Records taken from a collection

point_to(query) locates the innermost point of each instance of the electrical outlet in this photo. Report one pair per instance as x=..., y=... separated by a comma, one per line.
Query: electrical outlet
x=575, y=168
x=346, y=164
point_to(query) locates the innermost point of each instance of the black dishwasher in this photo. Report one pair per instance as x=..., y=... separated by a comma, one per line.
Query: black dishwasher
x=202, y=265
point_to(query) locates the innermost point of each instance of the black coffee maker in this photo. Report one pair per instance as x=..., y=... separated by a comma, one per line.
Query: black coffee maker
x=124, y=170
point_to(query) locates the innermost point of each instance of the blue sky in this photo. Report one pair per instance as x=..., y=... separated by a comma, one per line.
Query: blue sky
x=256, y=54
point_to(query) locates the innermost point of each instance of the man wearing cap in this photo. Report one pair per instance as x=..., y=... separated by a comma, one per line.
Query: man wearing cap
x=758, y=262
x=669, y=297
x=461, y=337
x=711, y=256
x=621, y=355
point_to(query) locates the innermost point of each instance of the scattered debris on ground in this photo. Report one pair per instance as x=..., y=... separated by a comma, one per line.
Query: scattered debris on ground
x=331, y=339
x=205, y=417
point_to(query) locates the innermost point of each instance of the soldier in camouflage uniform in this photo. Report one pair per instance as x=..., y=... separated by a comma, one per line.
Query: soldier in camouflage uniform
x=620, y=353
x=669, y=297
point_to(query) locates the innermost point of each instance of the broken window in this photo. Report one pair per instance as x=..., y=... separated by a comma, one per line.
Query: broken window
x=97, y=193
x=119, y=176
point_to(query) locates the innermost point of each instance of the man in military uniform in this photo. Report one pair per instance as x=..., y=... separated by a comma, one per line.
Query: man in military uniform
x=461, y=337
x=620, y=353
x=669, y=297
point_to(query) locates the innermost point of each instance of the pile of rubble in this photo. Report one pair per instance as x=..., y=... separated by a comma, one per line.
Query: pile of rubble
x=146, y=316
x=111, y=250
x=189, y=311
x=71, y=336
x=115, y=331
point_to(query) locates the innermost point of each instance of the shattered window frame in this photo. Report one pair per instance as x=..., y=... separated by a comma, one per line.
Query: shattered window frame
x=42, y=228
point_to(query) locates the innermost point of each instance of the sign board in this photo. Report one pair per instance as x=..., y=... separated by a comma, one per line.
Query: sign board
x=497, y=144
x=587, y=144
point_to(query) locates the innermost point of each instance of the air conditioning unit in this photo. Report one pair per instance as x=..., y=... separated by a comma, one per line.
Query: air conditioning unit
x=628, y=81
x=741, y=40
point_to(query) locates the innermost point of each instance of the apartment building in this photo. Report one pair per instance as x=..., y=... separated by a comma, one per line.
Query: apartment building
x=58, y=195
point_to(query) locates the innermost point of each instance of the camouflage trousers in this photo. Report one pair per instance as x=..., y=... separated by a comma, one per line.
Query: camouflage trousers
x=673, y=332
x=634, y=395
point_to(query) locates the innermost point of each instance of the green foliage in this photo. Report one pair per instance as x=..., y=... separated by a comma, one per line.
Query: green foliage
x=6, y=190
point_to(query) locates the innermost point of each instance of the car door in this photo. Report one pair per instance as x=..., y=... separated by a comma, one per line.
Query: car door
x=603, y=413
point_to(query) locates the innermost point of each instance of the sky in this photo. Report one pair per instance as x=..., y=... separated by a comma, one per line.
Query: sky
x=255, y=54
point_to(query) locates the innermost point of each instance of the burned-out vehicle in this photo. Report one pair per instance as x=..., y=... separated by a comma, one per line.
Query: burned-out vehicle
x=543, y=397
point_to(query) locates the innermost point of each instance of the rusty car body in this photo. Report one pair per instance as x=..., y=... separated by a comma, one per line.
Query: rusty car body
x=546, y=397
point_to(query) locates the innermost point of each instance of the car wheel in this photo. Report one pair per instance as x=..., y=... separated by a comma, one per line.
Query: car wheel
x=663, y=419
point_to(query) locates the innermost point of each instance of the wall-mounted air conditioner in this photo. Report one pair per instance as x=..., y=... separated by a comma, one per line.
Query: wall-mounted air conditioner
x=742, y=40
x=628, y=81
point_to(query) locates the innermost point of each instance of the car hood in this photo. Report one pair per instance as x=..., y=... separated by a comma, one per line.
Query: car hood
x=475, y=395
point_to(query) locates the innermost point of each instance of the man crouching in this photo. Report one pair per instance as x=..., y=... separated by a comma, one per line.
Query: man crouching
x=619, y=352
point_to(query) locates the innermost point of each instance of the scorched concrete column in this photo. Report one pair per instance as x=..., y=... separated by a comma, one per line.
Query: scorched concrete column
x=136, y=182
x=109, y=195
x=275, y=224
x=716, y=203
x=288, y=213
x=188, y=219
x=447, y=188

### WHAT YOU SHOULD DO
Could you edit the material above so that each "innermost point" becomes "central point", with everything else left as it is?

### SOLUTION BELOW
point_to(query) locates the central point of each instance of the electrical outlet in this photo. Report one pair per instance as x=..., y=... separated by a comma, one per line.
Query: electrical outlet
x=575, y=168
x=346, y=164
point_to(query) locates the central point of each instance of the black dishwasher in this photo. Report one pair per instance as x=..., y=... separated by a comma, one per line.
Query: black dishwasher
x=202, y=265
point_to(query) locates the central point of each instance of the black coffee maker in this photo. Report one pair per instance as x=..., y=... separated by a comma, one per line.
Query: black coffee maker
x=124, y=170
point_to(query) locates the central point of each instance of the blue sky in this photo. Report one pair per instance as x=..., y=... separated by a comma, one per line.
Query: blue sky
x=256, y=54
point_to(query) locates the central point of each instance of the man wearing cap in this photo. Report one pair per instance as x=..., y=... separated by a comma, one per line.
Query: man wearing cap
x=758, y=262
x=669, y=297
x=461, y=337
x=711, y=256
x=621, y=355
point_to(query) locates the central point of each instance of the scattered debris on ground in this photo. Report one pair per instance as x=..., y=... separated by a comma, one per line.
Query: scattered debris on ground
x=331, y=339
x=205, y=417
point_to(query) locates the central point of each instance of the soldier in camouflage uniform in this photo. Report one pair per instance as x=..., y=... separated by a comma, one per line.
Query: soldier in camouflage uniform
x=620, y=353
x=669, y=297
point_to(query) locates the central point of each instance of the broken window in this photo. Report one pair per instance as x=..., y=... separated by a comma, one per line.
Query: broken window
x=97, y=193
x=119, y=176
point_to(query) locates the central point of each instance of the man in military uniform in this photo. Report one pair per instance as x=..., y=... separated by a comma, one per line.
Query: man in military uniform
x=461, y=337
x=620, y=353
x=669, y=297
point_to(query) locates the central point of each instance of the pile of rubble in this photo. Report one pair per instance as x=..., y=... separated by a comma, one per line.
Query: pile of rubble
x=146, y=316
x=111, y=250
x=189, y=311
x=71, y=336
x=115, y=331
point_to(query) locates the central point of each instance of the shattered window frame in this photo. Report one pair per instance as x=..., y=... separated by a comma, one per line.
Query: shattered window frame
x=42, y=228
point_to(query) locates the central point of each instance of the sign board in this photo. Report one pair per instance as x=..., y=... separated by a comma, one per line.
Query: sign board
x=497, y=144
x=587, y=144
point_to(query) locates the central point of each instance of the air conditioning unit in this photo. Report one pair per instance as x=..., y=... separated by a comma, one per line.
Query: air conditioning unit
x=628, y=81
x=741, y=40
point_to(query) locates the central point of each instance of the apartment building in this photo. Report one pair per instance as x=..., y=... separated by a comma, one per line.
Query: apartment building
x=58, y=195
point_to(query) locates the central point of each instance of the camouflage trousers in this photo. Report one pair per instance as x=..., y=... separated by a comma, one per line.
Query: camouflage trousers
x=673, y=332
x=634, y=395
point_to(query) locates the central point of each instance of the green foliage in this photo. Report one pair per instance as x=..., y=... separated by a comma, one per line.
Query: green foliage
x=6, y=190
point_to(query) locates the central point of each instance of the car door in this photo. Report one pair per instance as x=..., y=... separated by a comma, one per line.
Query: car door
x=603, y=413
point_to(query) locates the central point of each instance of the sky in this photo. Report one pair per instance as x=..., y=... separated by a comma, one per line.
Query: sky
x=255, y=54
point_to(query) locates the central point of each instance of the burned-out vehicle in this photo. Report one pair per instance as x=..., y=... separated by a comma, one per line.
Query: burned-out vehicle
x=543, y=397
point_to(query) locates the central point of each instance of the rusty car body in this photo. Report one pair per instance as x=..., y=... separated by a comma, one per line.
Query: rusty car body
x=546, y=397
point_to(query) locates the central point of each instance of the car wheel in this photo. Report one pair per instance as x=..., y=... separated by a comma, one per line.
Query: car wheel
x=663, y=419
point_to(query) locates the central point of each instance of the wall-mounted air conditioner in this photo. Report one pair per instance as x=..., y=... separated by a comma, one per line.
Query: wall-mounted air conditioner
x=742, y=40
x=628, y=81
point_to(query) locates the central point of each instance of the car hood in this photo. Report one pair per instance as x=..., y=... separated by a comma, one per line.
Query: car hood
x=475, y=395
point_to(query) locates the central point of each instance of the man crouching in this photo. Report one pair per instance as x=..., y=... separated by a comma, one per line.
Query: man crouching
x=619, y=352
point_to(query) locates the central point of each instance of the scorched concrete column in this photo. Report one pair per instance as x=..., y=... separated by a comma, one per line.
Query: scorched concrete column
x=136, y=182
x=109, y=195
x=275, y=224
x=716, y=203
x=288, y=213
x=188, y=219
x=447, y=188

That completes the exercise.